- **Work item**
Can you output these records as a Markdown table with the columns "No." and "Line", giving each line its row number and leaving out blank lines?
──────── Provided entries
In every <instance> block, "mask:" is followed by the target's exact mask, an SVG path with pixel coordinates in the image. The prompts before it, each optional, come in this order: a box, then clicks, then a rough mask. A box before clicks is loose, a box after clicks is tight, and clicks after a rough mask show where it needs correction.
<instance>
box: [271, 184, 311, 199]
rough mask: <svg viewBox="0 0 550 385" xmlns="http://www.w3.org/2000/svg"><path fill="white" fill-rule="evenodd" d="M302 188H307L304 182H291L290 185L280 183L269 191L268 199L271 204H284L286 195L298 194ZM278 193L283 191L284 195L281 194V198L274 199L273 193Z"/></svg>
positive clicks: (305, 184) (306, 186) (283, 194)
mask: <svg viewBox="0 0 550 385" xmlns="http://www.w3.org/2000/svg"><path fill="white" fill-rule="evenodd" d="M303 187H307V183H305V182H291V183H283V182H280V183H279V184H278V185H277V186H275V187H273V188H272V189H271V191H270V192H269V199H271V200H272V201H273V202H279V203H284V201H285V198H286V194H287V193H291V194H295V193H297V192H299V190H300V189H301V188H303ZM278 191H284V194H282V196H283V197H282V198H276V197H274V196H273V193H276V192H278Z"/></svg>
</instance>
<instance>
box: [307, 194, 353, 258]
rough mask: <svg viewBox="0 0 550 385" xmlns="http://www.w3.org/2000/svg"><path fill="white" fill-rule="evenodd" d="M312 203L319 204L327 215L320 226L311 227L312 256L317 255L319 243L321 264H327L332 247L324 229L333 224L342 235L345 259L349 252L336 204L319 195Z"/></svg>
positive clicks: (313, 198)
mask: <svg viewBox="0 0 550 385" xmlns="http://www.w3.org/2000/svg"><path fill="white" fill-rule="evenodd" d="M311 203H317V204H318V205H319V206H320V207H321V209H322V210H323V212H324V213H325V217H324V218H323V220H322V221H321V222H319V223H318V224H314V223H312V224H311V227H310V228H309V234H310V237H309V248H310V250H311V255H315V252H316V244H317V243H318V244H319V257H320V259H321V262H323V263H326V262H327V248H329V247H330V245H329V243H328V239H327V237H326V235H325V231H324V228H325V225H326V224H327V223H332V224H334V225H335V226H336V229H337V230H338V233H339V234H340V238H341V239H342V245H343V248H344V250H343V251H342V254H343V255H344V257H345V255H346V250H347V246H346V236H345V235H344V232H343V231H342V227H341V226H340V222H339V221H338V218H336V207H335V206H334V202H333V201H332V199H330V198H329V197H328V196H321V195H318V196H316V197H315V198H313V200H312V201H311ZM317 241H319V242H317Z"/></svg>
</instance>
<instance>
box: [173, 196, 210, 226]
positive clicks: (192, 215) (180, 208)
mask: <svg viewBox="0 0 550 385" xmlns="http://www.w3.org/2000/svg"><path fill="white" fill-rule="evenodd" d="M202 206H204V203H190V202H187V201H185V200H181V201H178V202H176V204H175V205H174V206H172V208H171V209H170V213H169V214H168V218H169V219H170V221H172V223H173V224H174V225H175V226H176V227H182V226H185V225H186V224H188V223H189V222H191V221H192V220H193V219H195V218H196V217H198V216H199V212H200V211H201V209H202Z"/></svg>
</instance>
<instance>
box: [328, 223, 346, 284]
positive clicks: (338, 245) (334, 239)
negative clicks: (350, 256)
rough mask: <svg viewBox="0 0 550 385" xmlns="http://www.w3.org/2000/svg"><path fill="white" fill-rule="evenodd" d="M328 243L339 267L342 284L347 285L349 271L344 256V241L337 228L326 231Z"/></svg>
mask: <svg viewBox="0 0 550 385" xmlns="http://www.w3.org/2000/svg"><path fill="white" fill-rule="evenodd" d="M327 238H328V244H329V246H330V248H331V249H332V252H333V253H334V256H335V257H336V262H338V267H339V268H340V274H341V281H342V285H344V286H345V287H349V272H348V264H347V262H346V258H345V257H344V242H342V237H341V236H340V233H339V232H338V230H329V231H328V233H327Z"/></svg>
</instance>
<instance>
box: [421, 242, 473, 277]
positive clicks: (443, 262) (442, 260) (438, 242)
────────────────
- **Exercise solution**
| No. | Line |
|---|---|
| 1 | In every <instance> block, "mask:" is followed by the target's exact mask, an SVG path with pixel coordinates in the image. The prompts before it, each optional, come in this order: a box, then clicks, then a rough mask. A box before clicks is loose, a box after clicks is tight, and clicks after a rough mask show where it needs correction. |
| 2 | <instance> |
| 3 | box: [271, 184, 311, 199] |
| 4 | rough mask: <svg viewBox="0 0 550 385" xmlns="http://www.w3.org/2000/svg"><path fill="white" fill-rule="evenodd" d="M302 188H307L304 182H291L290 185L280 183L269 191L268 199L271 204H284L286 195L298 194ZM278 193L283 191L284 195L281 194V198L274 199L273 193Z"/></svg> |
| 5 | positive clicks: (305, 184) (306, 186) (283, 194) |
| 6 | mask: <svg viewBox="0 0 550 385" xmlns="http://www.w3.org/2000/svg"><path fill="white" fill-rule="evenodd" d="M303 187H307V183H305V182H291V183H283V182H280V183H279V184H278V185H277V186H275V187H273V188H272V189H271V191H270V192H269V199H271V200H272V201H273V202H279V203H284V201H285V198H286V194H287V193H291V194H295V193H297V192H299V190H300V189H301V188H303ZM278 191H284V194H282V196H283V197H282V198H276V197H274V196H273V193H276V192H278Z"/></svg> |
| 7 | </instance> |
| 8 | <instance> |
| 9 | box: [307, 194, 353, 258] |
| 10 | rough mask: <svg viewBox="0 0 550 385" xmlns="http://www.w3.org/2000/svg"><path fill="white" fill-rule="evenodd" d="M312 203L319 204L327 215L320 226L311 227L312 256L317 255L319 243L321 264H327L332 247L324 229L333 224L342 235L345 259L349 252L336 204L319 195Z"/></svg> |
| 11 | positive clicks: (313, 198) |
| 12 | mask: <svg viewBox="0 0 550 385" xmlns="http://www.w3.org/2000/svg"><path fill="white" fill-rule="evenodd" d="M311 203H317V204H318V205H319V206H320V207H321V209H322V210H323V212H324V213H325V217H324V218H323V220H322V221H321V222H319V223H318V224H314V223H312V224H311V227H310V228H309V234H310V237H309V248H310V250H311V255H315V252H316V244H317V243H318V244H319V257H320V259H321V262H323V263H326V262H327V248H329V247H330V245H329V243H328V239H327V237H326V235H325V231H324V228H325V225H326V224H327V223H332V224H334V225H335V226H336V229H337V230H338V233H339V234H340V238H341V239H342V245H343V248H344V250H343V251H342V254H343V255H344V257H345V255H346V250H347V246H346V236H345V235H344V232H343V231H342V227H341V226H340V222H339V221H338V218H336V207H335V206H334V202H333V201H332V199H330V198H329V197H328V196H321V195H318V196H316V197H315V198H313V200H312V201H311ZM317 241H319V242H317Z"/></svg> |
| 13 | </instance> |
| 14 | <instance> |
| 15 | box: [173, 196, 210, 226] |
| 16 | positive clicks: (192, 215) (180, 208) |
| 17 | mask: <svg viewBox="0 0 550 385" xmlns="http://www.w3.org/2000/svg"><path fill="white" fill-rule="evenodd" d="M202 206H204V203H190V202H187V201H185V200H181V201H178V202H176V204H175V205H174V206H172V208H171V209H170V213H169V214H168V218H169V219H170V221H172V223H173V224H174V225H175V226H176V227H182V226H185V225H186V224H188V223H189V222H191V221H192V220H193V219H195V218H196V217H198V216H199V212H200V211H201V209H202Z"/></svg> |
| 18 | </instance> |
| 19 | <instance> |
| 20 | box: [328, 223, 346, 284] |
| 21 | positive clicks: (338, 245) (334, 239) |
| 22 | negative clicks: (350, 256) |
| 23 | rough mask: <svg viewBox="0 0 550 385" xmlns="http://www.w3.org/2000/svg"><path fill="white" fill-rule="evenodd" d="M328 243L339 267L342 284L347 285L349 271L344 256V241L337 228L326 231Z"/></svg> |
| 24 | mask: <svg viewBox="0 0 550 385" xmlns="http://www.w3.org/2000/svg"><path fill="white" fill-rule="evenodd" d="M327 238H328V244H329V246H330V248H331V249H332V252H333V253H334V256H335V257H336V262H338V267H339V268H340V274H341V281H342V285H344V286H345V287H349V272H348V264H347V262H346V258H345V257H344V242H342V237H341V236H340V233H339V232H338V230H329V231H328V233H327Z"/></svg> |
| 25 | </instance> |
| 26 | <instance> |
| 27 | box: [421, 242, 473, 277] |
| 28 | positive clicks: (443, 262) (442, 260) (438, 242) |